__What to produce__: Give the data again exactly as it is written.

———

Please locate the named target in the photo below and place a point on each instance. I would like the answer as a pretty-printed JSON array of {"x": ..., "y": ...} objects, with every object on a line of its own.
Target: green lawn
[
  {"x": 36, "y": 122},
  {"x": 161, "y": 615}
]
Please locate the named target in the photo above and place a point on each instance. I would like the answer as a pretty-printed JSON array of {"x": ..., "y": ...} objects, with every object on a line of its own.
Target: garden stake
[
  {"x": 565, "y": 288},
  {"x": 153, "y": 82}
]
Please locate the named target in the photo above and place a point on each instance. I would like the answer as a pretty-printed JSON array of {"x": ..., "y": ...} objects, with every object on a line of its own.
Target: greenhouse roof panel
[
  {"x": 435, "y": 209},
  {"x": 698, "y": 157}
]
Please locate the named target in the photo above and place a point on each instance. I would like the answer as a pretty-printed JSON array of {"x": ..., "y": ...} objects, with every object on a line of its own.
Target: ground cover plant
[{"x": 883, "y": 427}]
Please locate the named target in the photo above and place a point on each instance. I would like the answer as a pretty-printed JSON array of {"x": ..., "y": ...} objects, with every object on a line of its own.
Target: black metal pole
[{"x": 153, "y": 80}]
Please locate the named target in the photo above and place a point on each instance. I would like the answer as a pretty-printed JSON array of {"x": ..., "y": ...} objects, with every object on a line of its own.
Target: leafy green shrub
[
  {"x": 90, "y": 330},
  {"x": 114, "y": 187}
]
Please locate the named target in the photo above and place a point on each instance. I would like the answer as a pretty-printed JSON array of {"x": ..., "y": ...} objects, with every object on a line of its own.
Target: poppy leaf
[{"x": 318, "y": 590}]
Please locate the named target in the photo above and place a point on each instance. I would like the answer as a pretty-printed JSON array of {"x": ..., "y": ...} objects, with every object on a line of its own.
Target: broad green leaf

———

__Solution to the problem__:
Please locate the named target in the photo below and place a point on each instance. I would like the answer as a pretty-printed JSON array of {"x": ..., "y": ...} objects, with every object on a line of its own.
Target: green lawn
[
  {"x": 36, "y": 122},
  {"x": 161, "y": 615}
]
Please locate the named target in the photo above and place a point on each instance. I would like the answer as a pretty-printed JSON array of {"x": ..., "y": ...} objects, with every object on a line of its own.
Target: garden stake
[
  {"x": 565, "y": 288},
  {"x": 153, "y": 82}
]
Please locate the named target in the photo above and place a point on each instance. I would like the answer as a pretty-printed JSON array of {"x": ..., "y": ...} objects, with every object on a line of its own.
Target: greenhouse roof panel
[
  {"x": 435, "y": 209},
  {"x": 698, "y": 157}
]
Please locate the named target in the photo above and place a point on each instance. I would like the answer as a pretty-printed JSON array of {"x": ..., "y": ...} objects, with every object on a line of its own.
Target: ground cover plant
[{"x": 883, "y": 427}]
Please locate the named target in the photo above and place a point on each instance. I would like the answer as a pretty-printed JSON array of {"x": ..., "y": ...} objects, with every object on a line of its own.
Target: black metal pole
[{"x": 153, "y": 80}]
Please locate the named target in the photo above and place a point on each instance. I would like the answer as a pretty-printed JSON array of {"x": ..., "y": ...} objects, with every object on a line of its own.
Target: leafy green shrub
[
  {"x": 90, "y": 330},
  {"x": 114, "y": 187}
]
Please locate the named target in the photo above and place a point on each instance. I would like the answer as a pretty-printed JSON array of {"x": ..., "y": ...} objects, with every object on a line of its own.
Target: poppy leaf
[{"x": 318, "y": 590}]
Please locate the named target in the photo above and place a point on each instance. I would like the answer as a pretty-printed JSON array of {"x": ..., "y": ...} objects, with every object on a line of its own.
Target: broad green leaf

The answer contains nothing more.